Required actions:
**a.** In the professional military training summary, rewrite the passage between "26719 OCdt (IV)" and "on the topic.", inclusive, substituting "Op HONOUR" for "Operation Honour".
**b.** Summarize the professional military training summary in two sentences.
**c.** Answer these questions from the professional military training summary:
(i) Which year of officer cadets took part in the small group activity on Operation Honour?
(ii) In what language did the sergeant conduct the briefing?
(iii) Who highlighted the differences between the PO2 role in the Navy and the sergeant in the Army?

Text provided:

= = = = =

Professional Military Training: 9th March – Summary coordinated with thanks by

26719 OCdt (IV) Melvin Day


This week the first year officer cadets at RMC participated in a small group engagement activity focused on Operation Honour.

Gathering in small groups led by senior cadets, an environment was created where open discussion about sexual assault and sexual misconduct in the Canadian Armed Forces could take place. Operation Honour is taken very seriously at RMC and the small groups allowed for each cadet to speak and foster meaningful conversation on the topic.

The conversations that occurred focused on types of sexual misconduct and assault, consent, and what to do if you are a victim or witness of sexual misconduct.

The briefing provided a great experience and meaningful lessons through the ability to ask questions and share experiences. The discussion surrounding real life experiences shared by cadets allowed me to better understand how to apply what I was learning and know what to do if confronted with a situation.

This briefing was a reminder that is not only our duty as Canadian Armed Forces members but our duty as human beings to take care of each other at all times. This briefing has raised my awareness towards sexual misconduct and has inspired me to help do my part to eliminate it from the Canadian Armed Forces.

27585 OCdt James Hammond


On the 9th of March the RMC second year cadets attended a briefing on the role of the sergeant in the Army and the PO2 in the Navy.

A sergeant took the opportunity to conduct the briefing in French, giving cadets much needed practice in their second language abilities. Through videos and personal experiences, the sergeant expressed to cadets that sergeants are an imperative part of the Army responsible for setting the example and leading sections in stressful situations.

This was followed by a PO1 who highlighted the differences between the PO2 role in the Navy and the sergeant in the Army. He explained how various trades would employ their PO2’s differently to maximize their effectiveness.

In the Navy, engineers are the backbone of the operation, and in charge of making sure the ship is always running at its full capacity in order to be able to accomplish its mission. After this briefing cadets had a new understanding of the role of the sergeant in the Army and the difference between their Navy counterparts.

= = = = =

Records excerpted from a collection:

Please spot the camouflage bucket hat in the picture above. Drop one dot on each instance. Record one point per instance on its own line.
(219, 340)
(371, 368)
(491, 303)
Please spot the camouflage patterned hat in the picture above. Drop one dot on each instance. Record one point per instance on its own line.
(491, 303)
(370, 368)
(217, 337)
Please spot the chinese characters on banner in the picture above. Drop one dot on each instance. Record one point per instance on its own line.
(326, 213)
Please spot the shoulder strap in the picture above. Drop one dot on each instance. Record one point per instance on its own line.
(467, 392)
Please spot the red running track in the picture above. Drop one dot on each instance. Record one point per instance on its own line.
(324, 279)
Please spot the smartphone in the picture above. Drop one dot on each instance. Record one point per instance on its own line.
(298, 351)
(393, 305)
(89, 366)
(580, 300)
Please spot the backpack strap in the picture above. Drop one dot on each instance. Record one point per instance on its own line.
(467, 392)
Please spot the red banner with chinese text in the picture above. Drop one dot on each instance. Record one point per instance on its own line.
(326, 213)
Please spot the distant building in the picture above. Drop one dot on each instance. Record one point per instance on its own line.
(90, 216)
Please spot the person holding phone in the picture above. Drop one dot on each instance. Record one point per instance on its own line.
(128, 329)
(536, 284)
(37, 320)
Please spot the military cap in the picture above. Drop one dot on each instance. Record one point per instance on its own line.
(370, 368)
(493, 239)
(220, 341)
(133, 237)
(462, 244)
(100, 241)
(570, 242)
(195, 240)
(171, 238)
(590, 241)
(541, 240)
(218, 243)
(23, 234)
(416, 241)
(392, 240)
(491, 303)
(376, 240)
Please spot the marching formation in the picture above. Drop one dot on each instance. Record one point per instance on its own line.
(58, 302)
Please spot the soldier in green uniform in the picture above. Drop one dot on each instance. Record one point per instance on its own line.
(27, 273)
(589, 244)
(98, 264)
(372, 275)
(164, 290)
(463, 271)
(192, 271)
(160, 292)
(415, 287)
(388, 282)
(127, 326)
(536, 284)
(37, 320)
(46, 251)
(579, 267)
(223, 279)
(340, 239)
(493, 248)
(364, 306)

= = = = =

Answers for this exercise:
**a.**
26719 OCdt (IV) Melvin Day


This week the first year officer cadets at RMC participated in a small group engagement activity focused on Op HONOUR.

Gathering in small groups led by senior cadets, an environment was created where open discussion about sexual assault and sexual misconduct in the Canadian Armed Forces could take place. Op HONOUR is taken very seriously at RMC and the small groups allowed for each cadet to speak and foster meaningful conversation on the topic.

**b.** First-year officer cadets at RMC discussed sexual assault and sexual misconduct in the Canadian Armed Forces in small groups led by senior cadets as part of Operation Honour, covering types of misconduct, consent, and what to do as a victim or witness. Second-year cadets attended a briefing in which a sergeant and a PO1 explained the role of the sergeant in the Army and how it differs from the PO2 in the Navy.

**c.**
(i) The first-year officer cadets.
(ii) French.
(iii) A PO1.